• _Complete the following_
a) Could you rewrite everything from "Processing Partial Valid" down to "to be addressed." in the article on processing partial valid data, with "robust" changed to "resilient"?
b) Can you extend the article on processing partial valid data in real-time integration, picking up after its last sentence?

• _Quoted text_
━━━━━━
Processing Partial Valid Data in Real-time Application Integration

Introduction 

Siloed applications across enterprise needs to be interconnected to leverage data produced in other trusted data source applications. This helps different business units collaborate better, reuse, analyze, make informed decision and ultimately add great value to their offerings. The process of synchronizing data across applications is crucial exercise in enterprises and significant effort spent by teams on building robust integration. There are many types of integration mechanisms followed in industry today to build robust systems interacting with one another. Still there are challenges that need to be addressed. 

Data is tagged as invalid due to various reasons. It could happen in source, or in transit. Wrong way of processing, and network issues can make data invalid.  Such invalid data causes real-time data dependent systems fail in delivering data to customers in time. The turnaround time to fetch the valid data in further attempts delays the reports delivery and analytics that in turn slows down making informed decisions. Im proposing a solution in this article to mitigate this issue.
━━━━━━
• _Dataset excerpts_
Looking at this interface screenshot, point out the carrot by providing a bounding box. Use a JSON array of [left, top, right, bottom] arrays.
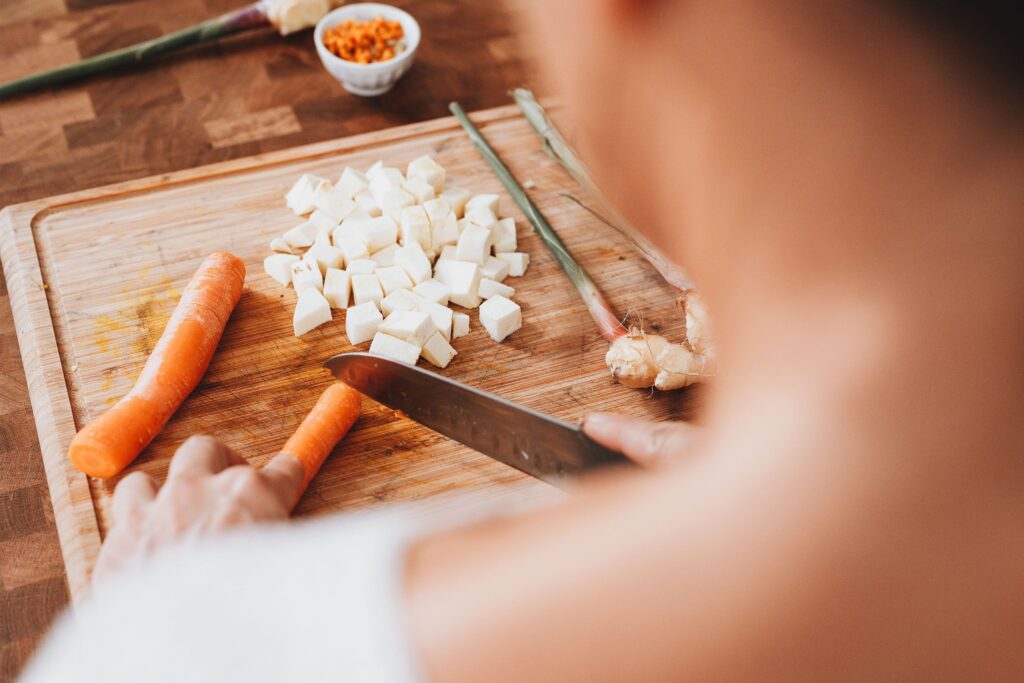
[[281, 383, 362, 500], [68, 252, 246, 478]]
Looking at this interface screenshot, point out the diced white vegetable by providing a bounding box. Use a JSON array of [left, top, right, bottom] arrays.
[[334, 166, 370, 199], [439, 187, 470, 218], [350, 274, 384, 304], [292, 260, 324, 294], [263, 254, 299, 287], [466, 206, 498, 228], [292, 288, 331, 337], [352, 189, 381, 216], [324, 268, 351, 308], [270, 238, 295, 254], [413, 280, 452, 306], [377, 187, 416, 223], [377, 265, 413, 295], [285, 173, 328, 216], [370, 245, 398, 267], [437, 260, 480, 308], [490, 218, 519, 254], [394, 242, 431, 285], [430, 211, 459, 249], [282, 220, 319, 249], [406, 157, 444, 194], [480, 295, 522, 341], [437, 245, 459, 261], [416, 299, 455, 339], [479, 278, 515, 299], [345, 258, 377, 275], [420, 332, 458, 368], [401, 178, 435, 204], [370, 332, 420, 366], [334, 234, 370, 265], [400, 206, 430, 251], [480, 256, 509, 283], [498, 252, 529, 278], [456, 223, 494, 265], [452, 313, 469, 339], [381, 290, 419, 315], [345, 301, 384, 345], [377, 310, 436, 347], [310, 182, 356, 224], [466, 195, 501, 216]]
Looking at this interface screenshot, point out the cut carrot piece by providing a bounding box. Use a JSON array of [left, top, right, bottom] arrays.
[[281, 383, 362, 499], [68, 252, 246, 478]]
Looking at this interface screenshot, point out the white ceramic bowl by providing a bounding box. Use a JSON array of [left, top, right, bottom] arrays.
[[313, 2, 420, 97]]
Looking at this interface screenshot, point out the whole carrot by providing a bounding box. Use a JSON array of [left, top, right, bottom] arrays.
[[68, 252, 246, 478], [281, 383, 362, 501]]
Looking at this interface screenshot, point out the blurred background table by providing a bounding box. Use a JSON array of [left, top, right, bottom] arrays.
[[0, 0, 529, 681]]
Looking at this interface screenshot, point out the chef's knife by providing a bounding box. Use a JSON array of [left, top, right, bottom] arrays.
[[325, 352, 628, 484]]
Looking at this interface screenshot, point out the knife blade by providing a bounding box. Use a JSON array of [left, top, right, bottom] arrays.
[[324, 352, 629, 485]]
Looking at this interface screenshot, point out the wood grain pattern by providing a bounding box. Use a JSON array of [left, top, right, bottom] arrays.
[[0, 108, 687, 610]]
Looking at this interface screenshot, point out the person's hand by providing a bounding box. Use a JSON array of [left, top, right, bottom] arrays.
[[583, 413, 700, 467], [93, 436, 302, 579]]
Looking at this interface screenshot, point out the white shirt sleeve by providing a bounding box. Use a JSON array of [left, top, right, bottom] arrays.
[[23, 511, 424, 683]]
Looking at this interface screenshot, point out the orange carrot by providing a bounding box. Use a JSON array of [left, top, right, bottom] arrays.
[[68, 252, 246, 478], [281, 382, 362, 496]]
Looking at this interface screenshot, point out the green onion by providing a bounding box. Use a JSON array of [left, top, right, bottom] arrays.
[[449, 102, 626, 343], [0, 2, 270, 99]]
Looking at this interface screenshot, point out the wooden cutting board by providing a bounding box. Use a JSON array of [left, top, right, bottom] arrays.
[[0, 108, 687, 596]]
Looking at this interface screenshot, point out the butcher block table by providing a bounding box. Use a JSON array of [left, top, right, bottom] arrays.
[[0, 0, 686, 678]]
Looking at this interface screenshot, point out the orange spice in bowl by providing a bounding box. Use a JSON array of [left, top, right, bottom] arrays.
[[324, 16, 404, 65]]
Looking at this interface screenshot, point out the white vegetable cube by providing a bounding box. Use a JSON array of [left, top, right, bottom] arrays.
[[324, 268, 351, 308], [292, 289, 331, 337], [420, 332, 458, 368], [334, 166, 370, 199], [377, 310, 436, 347], [349, 273, 384, 305], [292, 260, 324, 294], [282, 220, 319, 249], [370, 244, 398, 267], [439, 187, 470, 218], [480, 256, 509, 283], [345, 301, 384, 345], [498, 252, 529, 278], [401, 178, 435, 204], [377, 187, 416, 222], [352, 189, 381, 216], [466, 206, 498, 227], [437, 245, 459, 261], [285, 174, 328, 216], [466, 195, 501, 216], [313, 182, 356, 223], [456, 223, 494, 265], [413, 280, 452, 306], [370, 332, 420, 366], [452, 313, 469, 339], [437, 260, 480, 308], [334, 234, 370, 264], [263, 254, 299, 287], [345, 258, 377, 275], [381, 290, 419, 315], [401, 206, 430, 250], [377, 265, 413, 295], [490, 218, 519, 254], [406, 157, 444, 194], [480, 295, 522, 341], [430, 211, 459, 249], [394, 242, 431, 285]]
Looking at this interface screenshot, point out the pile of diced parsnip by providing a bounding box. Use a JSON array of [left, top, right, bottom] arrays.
[[263, 157, 529, 368]]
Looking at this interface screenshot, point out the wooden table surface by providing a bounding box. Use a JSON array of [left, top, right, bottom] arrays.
[[0, 0, 528, 681]]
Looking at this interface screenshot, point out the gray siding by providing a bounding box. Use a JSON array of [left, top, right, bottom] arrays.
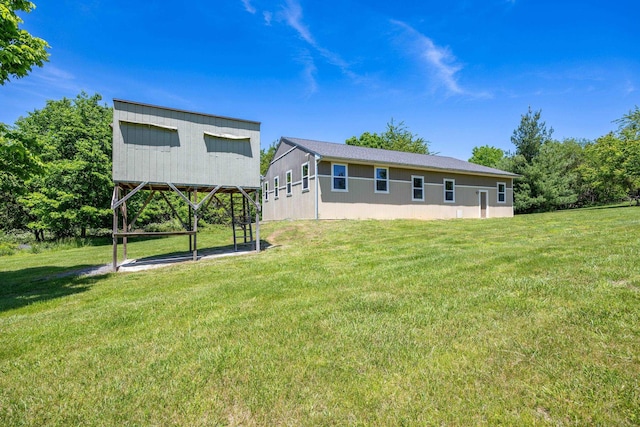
[[113, 100, 260, 188], [263, 139, 513, 220]]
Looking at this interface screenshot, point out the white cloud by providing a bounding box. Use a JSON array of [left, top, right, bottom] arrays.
[[298, 51, 318, 96], [262, 11, 273, 25], [391, 20, 465, 95], [282, 0, 360, 80], [241, 0, 256, 15], [282, 0, 317, 48], [391, 20, 492, 98]]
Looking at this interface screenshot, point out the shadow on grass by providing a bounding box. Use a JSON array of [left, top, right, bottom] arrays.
[[118, 240, 271, 271], [584, 203, 640, 210], [0, 265, 110, 312]]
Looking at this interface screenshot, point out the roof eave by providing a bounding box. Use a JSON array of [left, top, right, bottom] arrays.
[[318, 155, 521, 179]]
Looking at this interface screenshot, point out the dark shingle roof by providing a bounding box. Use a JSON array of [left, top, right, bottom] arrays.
[[282, 137, 519, 178]]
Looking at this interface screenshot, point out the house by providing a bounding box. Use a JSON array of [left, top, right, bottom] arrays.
[[262, 137, 518, 220]]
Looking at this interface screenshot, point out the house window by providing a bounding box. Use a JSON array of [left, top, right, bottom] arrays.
[[286, 171, 292, 196], [411, 175, 424, 202], [302, 162, 309, 191], [331, 163, 349, 191], [375, 167, 389, 193], [444, 179, 456, 203], [498, 182, 507, 203]]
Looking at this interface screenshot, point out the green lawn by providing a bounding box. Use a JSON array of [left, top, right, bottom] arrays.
[[0, 207, 640, 426]]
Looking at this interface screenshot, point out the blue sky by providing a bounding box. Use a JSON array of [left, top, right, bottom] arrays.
[[0, 0, 640, 160]]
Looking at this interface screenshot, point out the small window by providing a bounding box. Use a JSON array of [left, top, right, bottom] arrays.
[[286, 171, 292, 196], [331, 163, 349, 191], [444, 179, 456, 203], [302, 162, 309, 191], [498, 182, 507, 203], [411, 176, 424, 202], [375, 167, 389, 193]]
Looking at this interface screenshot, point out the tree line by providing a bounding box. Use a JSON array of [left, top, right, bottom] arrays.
[[469, 107, 640, 213]]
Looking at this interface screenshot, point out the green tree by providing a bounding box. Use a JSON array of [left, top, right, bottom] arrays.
[[0, 0, 49, 85], [469, 145, 504, 168], [580, 107, 640, 203], [345, 119, 430, 154], [0, 123, 41, 231], [511, 107, 553, 164], [15, 93, 113, 237]]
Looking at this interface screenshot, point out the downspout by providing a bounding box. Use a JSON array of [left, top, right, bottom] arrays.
[[314, 154, 322, 220]]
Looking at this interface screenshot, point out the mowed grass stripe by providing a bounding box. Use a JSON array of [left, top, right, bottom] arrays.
[[0, 207, 640, 425]]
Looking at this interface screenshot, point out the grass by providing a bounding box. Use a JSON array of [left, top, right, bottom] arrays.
[[0, 207, 640, 426]]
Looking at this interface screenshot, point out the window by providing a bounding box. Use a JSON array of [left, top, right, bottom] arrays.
[[498, 182, 507, 203], [286, 171, 292, 196], [444, 179, 456, 203], [374, 167, 389, 193], [411, 175, 424, 202], [331, 163, 349, 191], [302, 162, 309, 191]]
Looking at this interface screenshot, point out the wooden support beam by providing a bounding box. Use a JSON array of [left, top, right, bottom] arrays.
[[114, 231, 195, 237], [128, 190, 156, 231]]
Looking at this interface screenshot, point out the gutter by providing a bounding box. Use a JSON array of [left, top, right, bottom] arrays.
[[314, 154, 322, 220]]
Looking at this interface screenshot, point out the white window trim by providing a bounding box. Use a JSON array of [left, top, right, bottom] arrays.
[[442, 178, 456, 203], [411, 175, 425, 202], [284, 169, 293, 196], [331, 163, 349, 193], [373, 166, 389, 194], [496, 182, 507, 204], [300, 162, 309, 191]]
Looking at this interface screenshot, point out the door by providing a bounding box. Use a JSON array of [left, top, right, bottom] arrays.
[[478, 191, 489, 218]]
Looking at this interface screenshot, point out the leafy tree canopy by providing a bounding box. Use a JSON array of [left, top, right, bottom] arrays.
[[469, 145, 504, 168], [511, 107, 553, 164], [0, 0, 49, 85], [345, 119, 430, 154]]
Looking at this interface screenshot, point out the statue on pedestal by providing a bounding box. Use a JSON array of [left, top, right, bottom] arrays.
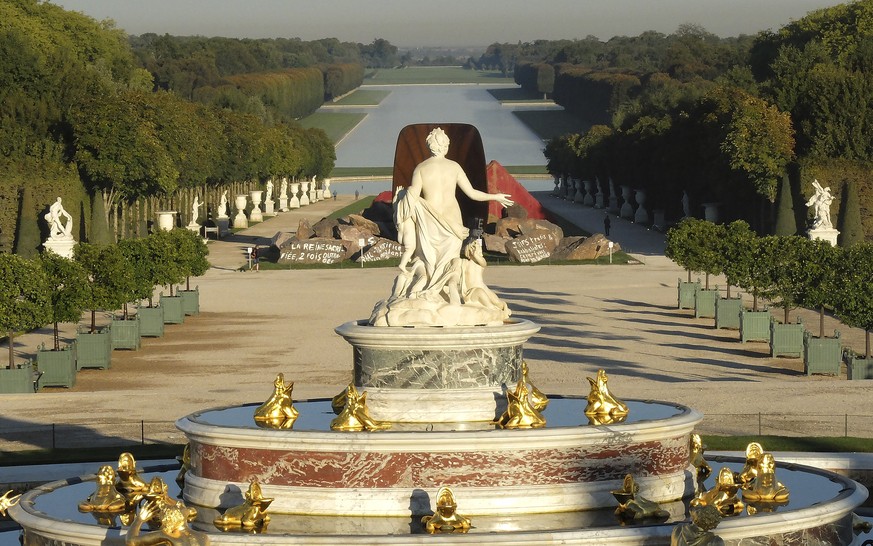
[[370, 127, 513, 326], [45, 197, 73, 241], [806, 180, 834, 229]]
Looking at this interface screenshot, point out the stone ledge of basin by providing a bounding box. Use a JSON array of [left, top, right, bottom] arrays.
[[176, 402, 703, 452], [334, 319, 540, 349], [185, 470, 694, 518]]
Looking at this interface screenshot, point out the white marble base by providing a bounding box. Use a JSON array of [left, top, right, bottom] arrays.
[[42, 239, 76, 260], [808, 228, 840, 246], [366, 387, 506, 420]]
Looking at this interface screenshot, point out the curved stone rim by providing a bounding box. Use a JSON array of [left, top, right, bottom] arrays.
[[334, 319, 540, 349], [9, 457, 867, 546], [176, 400, 703, 452]]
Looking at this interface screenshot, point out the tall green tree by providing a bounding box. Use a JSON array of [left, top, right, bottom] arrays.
[[773, 174, 797, 236], [39, 251, 88, 351], [0, 254, 51, 369], [665, 218, 725, 290], [835, 243, 873, 358], [839, 177, 864, 247], [758, 235, 809, 324], [73, 243, 134, 333], [15, 188, 42, 259]]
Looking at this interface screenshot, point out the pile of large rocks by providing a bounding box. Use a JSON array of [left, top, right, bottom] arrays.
[[271, 201, 620, 264]]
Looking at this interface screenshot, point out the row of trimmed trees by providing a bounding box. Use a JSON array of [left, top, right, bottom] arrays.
[[0, 229, 209, 368], [666, 218, 873, 358]]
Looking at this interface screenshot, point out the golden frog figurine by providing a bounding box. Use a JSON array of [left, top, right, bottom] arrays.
[[330, 383, 391, 432], [79, 464, 128, 514], [690, 466, 745, 516], [0, 489, 21, 518], [496, 375, 546, 428], [213, 478, 273, 531], [143, 476, 197, 526], [421, 486, 471, 534], [690, 433, 712, 482], [115, 452, 149, 505], [521, 360, 549, 411], [255, 373, 299, 429], [734, 442, 764, 489], [585, 370, 628, 425], [124, 501, 209, 546], [743, 453, 789, 504], [611, 474, 670, 521], [670, 506, 724, 546]]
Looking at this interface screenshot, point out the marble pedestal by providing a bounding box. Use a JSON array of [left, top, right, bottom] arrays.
[[808, 228, 840, 246], [336, 320, 539, 423], [42, 238, 76, 260]]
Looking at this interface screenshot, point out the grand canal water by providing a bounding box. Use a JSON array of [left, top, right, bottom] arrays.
[[332, 85, 546, 167]]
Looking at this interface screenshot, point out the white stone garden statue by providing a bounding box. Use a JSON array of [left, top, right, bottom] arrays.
[[370, 127, 513, 326], [45, 197, 73, 241], [806, 180, 834, 229]]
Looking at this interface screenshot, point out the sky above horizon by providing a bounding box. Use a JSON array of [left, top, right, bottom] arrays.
[[51, 0, 842, 47]]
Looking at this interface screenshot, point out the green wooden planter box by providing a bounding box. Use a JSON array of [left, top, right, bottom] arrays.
[[740, 310, 772, 343], [0, 361, 37, 394], [136, 305, 164, 337], [679, 279, 700, 309], [112, 315, 140, 351], [177, 286, 200, 315], [76, 327, 112, 370], [770, 317, 804, 358], [694, 287, 718, 318], [846, 354, 873, 380], [715, 297, 743, 329], [161, 296, 185, 324], [36, 341, 77, 387], [803, 330, 843, 375]]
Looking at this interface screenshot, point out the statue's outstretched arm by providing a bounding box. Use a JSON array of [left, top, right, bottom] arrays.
[[457, 165, 515, 207]]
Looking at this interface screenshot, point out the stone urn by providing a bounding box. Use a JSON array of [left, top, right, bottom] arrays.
[[156, 210, 178, 231], [249, 190, 264, 222], [300, 180, 310, 207], [288, 182, 300, 209], [233, 193, 249, 229]]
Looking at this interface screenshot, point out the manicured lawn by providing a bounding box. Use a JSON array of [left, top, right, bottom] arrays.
[[364, 66, 515, 85], [325, 89, 391, 106], [300, 112, 367, 144], [513, 110, 591, 140]]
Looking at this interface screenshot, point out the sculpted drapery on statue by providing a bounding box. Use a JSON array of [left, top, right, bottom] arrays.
[[370, 127, 513, 326]]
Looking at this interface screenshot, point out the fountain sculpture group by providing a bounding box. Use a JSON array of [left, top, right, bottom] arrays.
[[0, 124, 866, 546]]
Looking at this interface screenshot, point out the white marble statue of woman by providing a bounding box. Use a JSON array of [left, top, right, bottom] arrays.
[[190, 195, 203, 224], [371, 127, 513, 326], [218, 190, 227, 218], [45, 197, 73, 240], [806, 180, 834, 229]]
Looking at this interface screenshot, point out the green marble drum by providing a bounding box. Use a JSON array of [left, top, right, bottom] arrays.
[[336, 314, 539, 423]]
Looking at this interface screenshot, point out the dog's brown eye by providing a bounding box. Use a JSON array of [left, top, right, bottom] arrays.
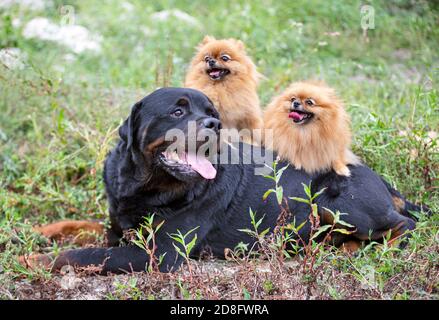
[[171, 108, 184, 118]]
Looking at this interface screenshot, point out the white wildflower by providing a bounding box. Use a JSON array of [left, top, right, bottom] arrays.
[[151, 9, 201, 27], [121, 1, 134, 12], [0, 48, 25, 69], [0, 0, 52, 11], [23, 18, 102, 54]]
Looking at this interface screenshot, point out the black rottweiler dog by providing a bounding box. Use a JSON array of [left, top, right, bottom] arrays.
[[51, 88, 426, 273]]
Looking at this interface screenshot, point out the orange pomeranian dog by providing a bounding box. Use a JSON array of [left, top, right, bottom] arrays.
[[185, 36, 263, 143], [264, 82, 360, 176]]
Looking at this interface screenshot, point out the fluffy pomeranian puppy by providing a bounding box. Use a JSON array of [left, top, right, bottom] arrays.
[[264, 82, 360, 176], [185, 36, 263, 143]]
━━━━━━
• _Outputs by task_
a)
Processing Partial Valid Data in Real-time Application Integration

Introduction 

Siloed applications across enterprise needs to be interconnected to leverage data produced in other trusted data source applications. This helps different business units collaborate better, reuse, analyze, make informed decision and ultimately add great value to their offerings. The process of synchronizing data across applications is crucial exercise in enterprises and significant effort spent by teams on building resilient integration. There are many types of integration mechanisms followed in industry today to build resilient systems interacting with one another. Still there are challenges that need to be addressed.

b)
Widely Used Approach

Let us first understand the commonly used sync mechanism.  The main components that are part of any data synchronization are:

Data: Data is strategic asset to enterprises and comes in many forms. Structured, and unstructured being at the top of classification hierarchy, there are various other formats under this classification.
Source Application: A Data source which is trusted across enterprise
Middleware : Links two or more separate application. Provides common connection, orchestration, data transformation and mapping logic in integrating heterogeneous applications.
Target Application : Application that receive data from external sources and stores it.

Common approach in automated real-time integration system that suffers with time delay when encounters with invalid data :
Structured data is always subjected to validation testing for its each attribute when it migrated to new application. Receiving applications are designed and developed to reject whole record even single attribute in that record is invalid. Thus rejected record will come back to Source application where it has to be inspected and correction must be made either in automated way or manually. Manual intervention to correct the data consumes more time and error prone. This delay could make many reporting or analytics applications not depending on the invalid attributes loose time unnecessarily.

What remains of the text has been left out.